**Text to read**
Only in the USA
By Carly, age 16, Ohio
I was flipping through the channels on my uneventful Sunday (texting and myspace got boring and my hangover finally went away), only to find Miss USA 2009. Oh, how I could barely contain my excitement. Oh, how I too long for that stage. If I want to become a beauty queen I'd better start now. I am already so far behind. Girls are exiting the birth canal right now, and their mothers are slathering makeup and spray tan all over their tiny faces. I can't forget my hemorrhoid creamed legs wrapped in cellophane either. Cellulite would be so unsightly during the swimsuit competition. I should call last year's Miss Michigan and ask her how her teeth stay so white even with all the anorexia. Oh silly me, I forgot about veneers. I guess I'll just ask her for her Diet Coke recipes. I wouldn't want to get bored of my new best friend. I'll need Mr. Diet Coke if I plan on losing the 80 pounds I'll need to even be considered.
Now hmm, what's next on the list? Perhaps I should beg my parents for the boob job I so desperately need if I ever want to become a model, or maybe I should form my platform of ideals and community service I will wish upon the world. Embodying a hippie, I will have some photo shoots hugging some trees, but who am I kidding? I can't be wasting my precious time with these difficult tasks. I have to drive my daddy's SUV to the store and see if Aquanet is on sale.

**What to do**
1. Answer these questions about the pageant essay:
(a) Which pageant does the writer find while flipping through the channels?
(b) How many pounds does the writer say she would need to lose to even be considered?
(c) Whose vehicle does the writer say she has to drive to the store?
2. Does each statement agree with the pageant essay? Answer yes or no, quoting the words that decide it.
(a) The writer came across the pageant on a Sunday.
(b) The writer thinks she should call last year's Miss Ohio.
(c) The writer wants to see whether Aquanet is on sale.
3. Write a continuation of the pageant essay, picking up after its last sentence.
The lines that come next are separate from the essay above.

**Dataset entries**
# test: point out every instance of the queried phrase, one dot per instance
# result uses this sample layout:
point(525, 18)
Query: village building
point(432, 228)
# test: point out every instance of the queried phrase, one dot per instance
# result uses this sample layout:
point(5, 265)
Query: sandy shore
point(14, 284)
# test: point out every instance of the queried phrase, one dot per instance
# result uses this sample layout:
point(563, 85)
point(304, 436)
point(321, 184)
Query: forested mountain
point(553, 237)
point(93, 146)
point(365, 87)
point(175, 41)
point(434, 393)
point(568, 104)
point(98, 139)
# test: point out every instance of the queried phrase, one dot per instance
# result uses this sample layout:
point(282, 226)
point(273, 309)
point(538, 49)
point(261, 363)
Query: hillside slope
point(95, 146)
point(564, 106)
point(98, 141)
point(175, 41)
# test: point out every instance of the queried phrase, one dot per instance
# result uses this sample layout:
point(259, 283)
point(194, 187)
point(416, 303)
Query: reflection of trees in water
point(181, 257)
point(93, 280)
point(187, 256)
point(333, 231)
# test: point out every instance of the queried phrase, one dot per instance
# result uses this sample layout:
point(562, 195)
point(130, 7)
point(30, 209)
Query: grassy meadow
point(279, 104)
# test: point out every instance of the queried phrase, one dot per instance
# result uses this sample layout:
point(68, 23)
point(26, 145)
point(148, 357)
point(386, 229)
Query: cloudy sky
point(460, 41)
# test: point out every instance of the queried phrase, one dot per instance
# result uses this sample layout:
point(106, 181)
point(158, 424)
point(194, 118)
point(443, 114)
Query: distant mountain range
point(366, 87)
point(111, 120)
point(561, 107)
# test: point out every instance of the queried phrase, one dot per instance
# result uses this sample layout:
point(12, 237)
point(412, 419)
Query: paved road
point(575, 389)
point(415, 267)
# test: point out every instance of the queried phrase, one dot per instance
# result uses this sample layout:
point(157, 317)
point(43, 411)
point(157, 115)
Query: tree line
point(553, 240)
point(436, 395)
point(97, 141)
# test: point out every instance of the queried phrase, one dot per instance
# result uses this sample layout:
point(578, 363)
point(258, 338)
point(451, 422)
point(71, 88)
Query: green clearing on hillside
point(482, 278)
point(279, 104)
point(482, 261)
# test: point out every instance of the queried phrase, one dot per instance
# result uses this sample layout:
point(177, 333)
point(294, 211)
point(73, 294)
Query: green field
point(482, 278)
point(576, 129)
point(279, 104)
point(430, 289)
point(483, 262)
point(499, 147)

**Exercise answers**
1.
(a) Miss USA 2009
(b) 80 pounds
(c) Her daddy's SUV

2.
(a) Yes: "flipping through the channels on my uneventful Sunday"
(b) No: "I should call last year's Miss Michigan"
(c) Yes: "see if Aquanet is on sale"

3.
The winner of Miss USA, or any pageant for that matter, will obviously not be the one to save the most kiddies in Ethiopia. The winner will be the one with the most sparkles showered over her new breasts in her ungodly expensive evening gown, and the one with the biggest hair. Right now I'm more than a few rhinestones short of a full tiara. Forget the boob job, I need everything fixed and I am very short on time. Do I add this to my list of community service? I've changed my hideous self to become more like my idols - that has to count. Every girl in America should long, like me, to be a Barbie in reality. Who is this Gloria Steinem that you want me to read? Reading is such a drag. I'll just have that one kid in my math class who practically drools over me read and explain it to me.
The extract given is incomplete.